Work to be completed: Reproduce all the records, switching "report its location" to "give its position" and leaving everything else unchanged.

Source data:

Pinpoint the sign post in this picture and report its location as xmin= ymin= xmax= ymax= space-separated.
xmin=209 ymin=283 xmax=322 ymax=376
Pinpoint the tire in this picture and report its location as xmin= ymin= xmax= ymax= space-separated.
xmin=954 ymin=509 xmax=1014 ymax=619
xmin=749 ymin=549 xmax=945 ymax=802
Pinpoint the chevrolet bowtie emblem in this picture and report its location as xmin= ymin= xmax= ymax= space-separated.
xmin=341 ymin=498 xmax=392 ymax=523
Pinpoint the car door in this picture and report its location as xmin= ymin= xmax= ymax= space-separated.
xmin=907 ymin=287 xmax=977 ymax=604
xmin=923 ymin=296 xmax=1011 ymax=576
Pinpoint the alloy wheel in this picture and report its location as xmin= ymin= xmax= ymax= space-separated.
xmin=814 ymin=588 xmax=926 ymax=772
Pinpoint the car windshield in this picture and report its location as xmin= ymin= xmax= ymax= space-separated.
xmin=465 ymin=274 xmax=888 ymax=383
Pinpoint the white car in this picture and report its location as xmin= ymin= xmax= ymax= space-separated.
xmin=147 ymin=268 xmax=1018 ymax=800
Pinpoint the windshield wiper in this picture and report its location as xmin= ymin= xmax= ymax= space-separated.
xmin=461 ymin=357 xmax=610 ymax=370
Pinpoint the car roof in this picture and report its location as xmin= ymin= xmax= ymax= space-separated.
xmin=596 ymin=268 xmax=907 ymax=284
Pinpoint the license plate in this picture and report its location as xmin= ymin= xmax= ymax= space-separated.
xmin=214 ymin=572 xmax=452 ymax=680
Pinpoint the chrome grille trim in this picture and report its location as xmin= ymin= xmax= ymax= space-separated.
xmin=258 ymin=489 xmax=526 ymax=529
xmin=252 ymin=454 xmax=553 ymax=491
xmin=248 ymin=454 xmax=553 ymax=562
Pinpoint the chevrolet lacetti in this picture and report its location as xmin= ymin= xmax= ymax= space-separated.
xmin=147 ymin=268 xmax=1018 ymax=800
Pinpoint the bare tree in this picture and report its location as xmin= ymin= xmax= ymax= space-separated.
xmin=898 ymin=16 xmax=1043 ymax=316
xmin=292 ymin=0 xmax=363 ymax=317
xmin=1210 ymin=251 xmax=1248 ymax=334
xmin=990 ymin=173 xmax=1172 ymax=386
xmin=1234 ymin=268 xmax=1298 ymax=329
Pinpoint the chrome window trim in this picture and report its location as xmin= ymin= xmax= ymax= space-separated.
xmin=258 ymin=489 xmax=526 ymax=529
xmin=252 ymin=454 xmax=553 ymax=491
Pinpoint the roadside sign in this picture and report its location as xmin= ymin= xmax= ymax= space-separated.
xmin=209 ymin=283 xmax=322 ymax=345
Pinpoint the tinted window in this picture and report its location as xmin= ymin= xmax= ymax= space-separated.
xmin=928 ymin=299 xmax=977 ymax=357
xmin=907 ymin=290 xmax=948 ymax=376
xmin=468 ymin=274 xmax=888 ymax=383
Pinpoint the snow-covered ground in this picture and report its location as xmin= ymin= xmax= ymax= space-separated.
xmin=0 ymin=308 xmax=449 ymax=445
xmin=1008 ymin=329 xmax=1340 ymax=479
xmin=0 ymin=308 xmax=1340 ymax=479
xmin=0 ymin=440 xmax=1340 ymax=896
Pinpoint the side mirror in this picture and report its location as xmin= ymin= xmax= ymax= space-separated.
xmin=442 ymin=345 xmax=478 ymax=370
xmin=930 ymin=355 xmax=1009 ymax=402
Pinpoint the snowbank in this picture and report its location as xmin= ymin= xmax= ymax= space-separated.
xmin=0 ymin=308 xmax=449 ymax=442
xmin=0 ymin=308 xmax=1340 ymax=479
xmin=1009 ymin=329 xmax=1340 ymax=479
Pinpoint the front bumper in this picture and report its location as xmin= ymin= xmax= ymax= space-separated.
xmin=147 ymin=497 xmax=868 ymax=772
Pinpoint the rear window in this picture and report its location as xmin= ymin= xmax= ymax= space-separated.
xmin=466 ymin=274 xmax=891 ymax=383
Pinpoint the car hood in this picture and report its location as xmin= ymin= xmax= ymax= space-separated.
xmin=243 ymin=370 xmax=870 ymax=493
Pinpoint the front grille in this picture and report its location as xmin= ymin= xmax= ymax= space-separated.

Result of the task:
Pinpoint the sign post in this picture and give its position as xmin= ymin= xmax= ymax= space-separated.
xmin=209 ymin=283 xmax=322 ymax=376
Pinpoint the tire in this picture and give its position as xmin= ymin= xmax= ymax= space-separated.
xmin=954 ymin=509 xmax=1014 ymax=619
xmin=749 ymin=549 xmax=945 ymax=802
Pinpoint the chevrolet bowtie emblem in this picture and give its position as xmin= ymin= xmax= ymax= space-separated.
xmin=341 ymin=498 xmax=392 ymax=523
Pinpoint the car door in this picture and give its position as xmin= ymin= xmax= ymax= space-separated.
xmin=907 ymin=287 xmax=977 ymax=604
xmin=923 ymin=296 xmax=1011 ymax=576
Pinpoint the alloy wheel in this picture and give its position as xmin= ymin= xmax= ymax= space-separated.
xmin=814 ymin=588 xmax=926 ymax=772
Pinpoint the car windshield in this picture and give its position as xmin= ymin= xmax= ymax= space-separated.
xmin=465 ymin=274 xmax=888 ymax=383
Pinpoint the white car in this picture and give its position as xmin= ymin= xmax= ymax= space-separated.
xmin=147 ymin=268 xmax=1018 ymax=800
Pinpoint the windshield wiper in this picture and give its position as xmin= ymin= xmax= ymax= space-separated.
xmin=461 ymin=357 xmax=610 ymax=370
Pinpoint the car roof in this picture and give its position as xmin= ymin= xmax= ymax= space-separated.
xmin=596 ymin=268 xmax=907 ymax=284
Pinpoint the license plate in this picture and give its position as xmin= ymin= xmax= ymax= space-separated.
xmin=214 ymin=572 xmax=452 ymax=680
Pinpoint the chrome grille trim in this picture and give its position as xmin= ymin= xmax= ymax= space-separated.
xmin=258 ymin=489 xmax=526 ymax=529
xmin=252 ymin=454 xmax=553 ymax=491
xmin=248 ymin=454 xmax=553 ymax=562
Pinpoint the chevrolet lacetti in this picture and give its position as xmin= ymin= xmax= ymax= space-separated.
xmin=147 ymin=268 xmax=1018 ymax=800
Pinpoint the bare tree in this picture and give its position as xmin= ymin= xmax= ymax= space-separated.
xmin=898 ymin=16 xmax=1043 ymax=316
xmin=292 ymin=0 xmax=363 ymax=317
xmin=1210 ymin=251 xmax=1248 ymax=334
xmin=990 ymin=173 xmax=1172 ymax=386
xmin=1234 ymin=268 xmax=1298 ymax=329
Pinpoint the chrome window trim in this picture and give its position as xmin= ymin= xmax= ymax= space-separated.
xmin=258 ymin=489 xmax=526 ymax=529
xmin=252 ymin=454 xmax=553 ymax=491
Pinpoint the roadside sign in this picture and give its position as xmin= ymin= xmax= ymax= space-separated.
xmin=209 ymin=283 xmax=322 ymax=345
Pinpoint the tinted window in this picture and give its position as xmin= ymin= xmax= ymax= space-separated.
xmin=928 ymin=299 xmax=977 ymax=357
xmin=907 ymin=290 xmax=948 ymax=376
xmin=468 ymin=274 xmax=888 ymax=383
Pinpoint the snow-covered ground in this picture and give its position as xmin= ymin= xmax= ymax= space-separated.
xmin=0 ymin=308 xmax=449 ymax=445
xmin=1008 ymin=329 xmax=1340 ymax=479
xmin=0 ymin=308 xmax=1340 ymax=479
xmin=0 ymin=440 xmax=1340 ymax=896
Pinpoint the side mirror in this picture and give its position as xmin= ymin= xmax= ymax= space-separated.
xmin=442 ymin=345 xmax=478 ymax=370
xmin=930 ymin=355 xmax=1009 ymax=402
Pinpoint the snowbank in this picture and give its position as xmin= ymin= xmax= ymax= space-separated.
xmin=0 ymin=308 xmax=449 ymax=442
xmin=0 ymin=308 xmax=1340 ymax=479
xmin=1009 ymin=329 xmax=1340 ymax=479
Pinpoint the front bumper in this picture and give its position as xmin= ymin= xmax= ymax= space-separated.
xmin=147 ymin=497 xmax=868 ymax=772
Pinpoint the rear window in this picture and give its position as xmin= ymin= xmax= ymax= space-separated.
xmin=466 ymin=274 xmax=891 ymax=383
Pinpoint the car hood in this picture and give its position as xmin= ymin= xmax= ymax= space-separated.
xmin=243 ymin=370 xmax=870 ymax=493
Pinpoint the front grille in this picture and give its position as xmin= ymin= xmax= ymax= space-separated.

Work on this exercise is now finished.